- What this task involves
Below are some records. Copy every line in them that holds "white".

——

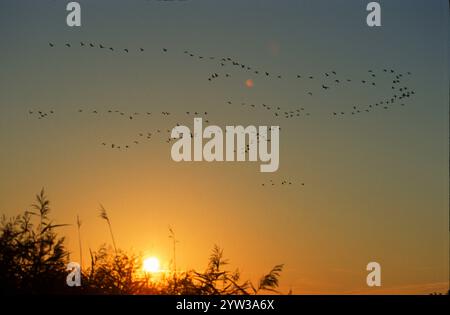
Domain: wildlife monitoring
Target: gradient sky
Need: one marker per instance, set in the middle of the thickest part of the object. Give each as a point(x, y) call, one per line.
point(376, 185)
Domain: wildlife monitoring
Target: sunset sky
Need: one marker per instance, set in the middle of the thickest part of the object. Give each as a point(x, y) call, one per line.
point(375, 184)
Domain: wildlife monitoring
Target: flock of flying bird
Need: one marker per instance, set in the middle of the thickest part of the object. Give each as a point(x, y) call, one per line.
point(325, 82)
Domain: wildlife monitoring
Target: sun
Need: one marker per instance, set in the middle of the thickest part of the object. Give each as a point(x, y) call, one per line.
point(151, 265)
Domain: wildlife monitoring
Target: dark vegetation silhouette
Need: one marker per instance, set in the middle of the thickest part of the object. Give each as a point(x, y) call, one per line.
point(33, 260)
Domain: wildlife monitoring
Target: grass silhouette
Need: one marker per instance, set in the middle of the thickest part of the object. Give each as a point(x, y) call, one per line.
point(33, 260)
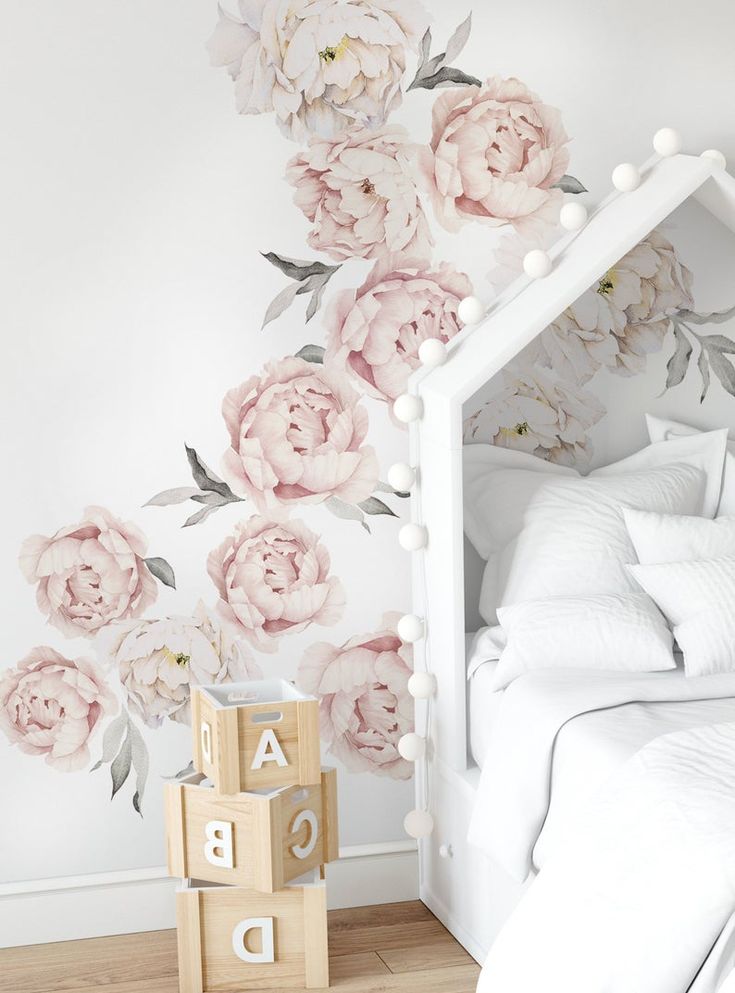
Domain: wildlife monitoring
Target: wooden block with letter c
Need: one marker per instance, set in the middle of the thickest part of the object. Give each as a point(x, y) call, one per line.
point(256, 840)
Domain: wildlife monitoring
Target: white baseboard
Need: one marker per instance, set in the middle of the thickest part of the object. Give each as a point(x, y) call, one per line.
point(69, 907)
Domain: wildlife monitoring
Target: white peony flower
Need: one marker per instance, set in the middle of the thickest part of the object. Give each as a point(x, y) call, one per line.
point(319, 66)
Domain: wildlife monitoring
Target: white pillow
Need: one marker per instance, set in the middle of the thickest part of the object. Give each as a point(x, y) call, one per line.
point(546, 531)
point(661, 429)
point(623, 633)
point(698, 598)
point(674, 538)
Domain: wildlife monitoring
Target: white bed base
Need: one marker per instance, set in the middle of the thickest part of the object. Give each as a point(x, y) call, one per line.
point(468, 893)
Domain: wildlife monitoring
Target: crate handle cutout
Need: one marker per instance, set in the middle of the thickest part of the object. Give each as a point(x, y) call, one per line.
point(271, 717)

——

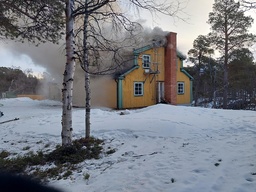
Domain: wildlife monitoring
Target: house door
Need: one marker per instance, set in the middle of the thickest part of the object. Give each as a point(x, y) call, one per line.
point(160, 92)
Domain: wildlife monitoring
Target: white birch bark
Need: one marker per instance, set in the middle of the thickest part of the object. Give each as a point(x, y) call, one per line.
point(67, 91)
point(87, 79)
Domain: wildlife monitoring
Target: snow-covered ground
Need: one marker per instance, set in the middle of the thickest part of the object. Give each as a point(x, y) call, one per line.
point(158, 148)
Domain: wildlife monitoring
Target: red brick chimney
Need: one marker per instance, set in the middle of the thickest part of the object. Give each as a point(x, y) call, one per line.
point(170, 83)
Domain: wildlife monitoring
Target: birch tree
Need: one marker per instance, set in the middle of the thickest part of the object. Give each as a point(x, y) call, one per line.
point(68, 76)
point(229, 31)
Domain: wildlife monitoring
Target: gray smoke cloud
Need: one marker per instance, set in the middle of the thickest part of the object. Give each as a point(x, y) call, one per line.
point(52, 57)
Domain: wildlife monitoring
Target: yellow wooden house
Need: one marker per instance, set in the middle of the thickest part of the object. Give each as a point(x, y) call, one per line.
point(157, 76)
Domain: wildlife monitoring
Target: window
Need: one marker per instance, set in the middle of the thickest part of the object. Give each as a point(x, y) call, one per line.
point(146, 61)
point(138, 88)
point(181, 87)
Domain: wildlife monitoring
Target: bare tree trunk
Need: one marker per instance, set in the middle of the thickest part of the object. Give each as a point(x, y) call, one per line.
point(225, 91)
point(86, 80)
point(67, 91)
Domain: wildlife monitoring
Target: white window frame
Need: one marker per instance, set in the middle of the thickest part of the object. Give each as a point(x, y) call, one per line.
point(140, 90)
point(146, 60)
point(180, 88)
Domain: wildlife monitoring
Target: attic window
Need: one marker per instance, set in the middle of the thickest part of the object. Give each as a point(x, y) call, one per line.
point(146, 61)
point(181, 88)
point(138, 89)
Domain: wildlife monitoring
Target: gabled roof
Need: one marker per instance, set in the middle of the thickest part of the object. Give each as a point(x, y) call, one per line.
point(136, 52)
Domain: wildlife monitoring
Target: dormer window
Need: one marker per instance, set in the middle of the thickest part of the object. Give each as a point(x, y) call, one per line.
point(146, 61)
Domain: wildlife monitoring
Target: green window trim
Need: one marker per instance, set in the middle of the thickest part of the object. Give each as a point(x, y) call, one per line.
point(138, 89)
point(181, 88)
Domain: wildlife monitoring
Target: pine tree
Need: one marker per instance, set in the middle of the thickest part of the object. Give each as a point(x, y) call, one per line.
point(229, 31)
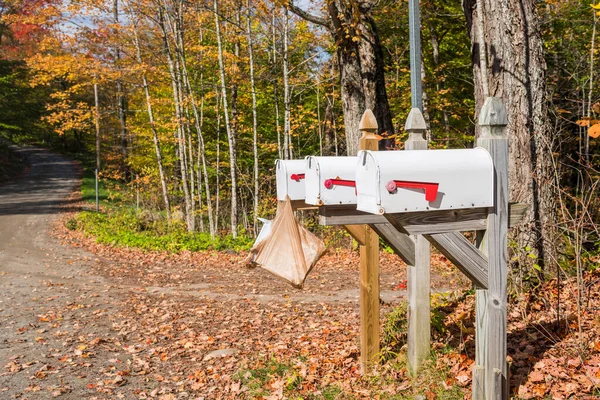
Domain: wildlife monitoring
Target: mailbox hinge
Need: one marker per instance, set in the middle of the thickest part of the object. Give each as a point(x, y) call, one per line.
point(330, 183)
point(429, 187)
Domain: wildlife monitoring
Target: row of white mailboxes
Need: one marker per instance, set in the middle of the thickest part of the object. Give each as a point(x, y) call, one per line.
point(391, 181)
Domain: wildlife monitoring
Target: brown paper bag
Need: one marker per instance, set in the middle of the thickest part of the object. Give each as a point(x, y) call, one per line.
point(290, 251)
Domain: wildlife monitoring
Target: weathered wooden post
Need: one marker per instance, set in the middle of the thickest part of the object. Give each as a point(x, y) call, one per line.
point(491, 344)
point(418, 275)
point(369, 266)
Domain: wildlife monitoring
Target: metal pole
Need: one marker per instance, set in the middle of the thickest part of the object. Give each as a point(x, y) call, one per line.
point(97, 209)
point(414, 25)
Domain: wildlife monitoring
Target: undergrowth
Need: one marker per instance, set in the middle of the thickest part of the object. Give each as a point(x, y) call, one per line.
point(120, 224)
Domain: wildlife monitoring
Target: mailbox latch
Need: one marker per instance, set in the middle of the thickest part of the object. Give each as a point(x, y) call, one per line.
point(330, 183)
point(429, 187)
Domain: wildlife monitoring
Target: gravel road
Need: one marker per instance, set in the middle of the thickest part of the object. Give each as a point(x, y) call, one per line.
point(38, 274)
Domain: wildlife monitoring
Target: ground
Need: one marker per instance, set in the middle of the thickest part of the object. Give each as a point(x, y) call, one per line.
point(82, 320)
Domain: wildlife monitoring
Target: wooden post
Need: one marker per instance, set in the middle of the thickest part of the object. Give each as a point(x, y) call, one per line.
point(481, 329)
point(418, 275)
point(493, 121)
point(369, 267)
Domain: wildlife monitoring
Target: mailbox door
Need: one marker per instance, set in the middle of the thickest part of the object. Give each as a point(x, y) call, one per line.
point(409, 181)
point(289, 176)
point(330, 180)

——

- Solution to this problem
Target: white baseboard
Target: white peony flower
Target: white pillow
Target: white bed base
Target: white birch bark
Target: white window frame
Target: row of white mailboxes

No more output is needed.